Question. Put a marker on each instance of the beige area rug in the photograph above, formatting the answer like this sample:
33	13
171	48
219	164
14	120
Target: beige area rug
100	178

◆ **What to do**
Can you rewrite the listing with every "beige" swapped for "gray" and everything else left the same?

◆ **Result of the exercise**
Question. Put a marker on each instance of the gray area rug in the photograph above, formatting the answer like this sample:
33	13
171	48
219	164
14	120
Target: gray area rug
100	178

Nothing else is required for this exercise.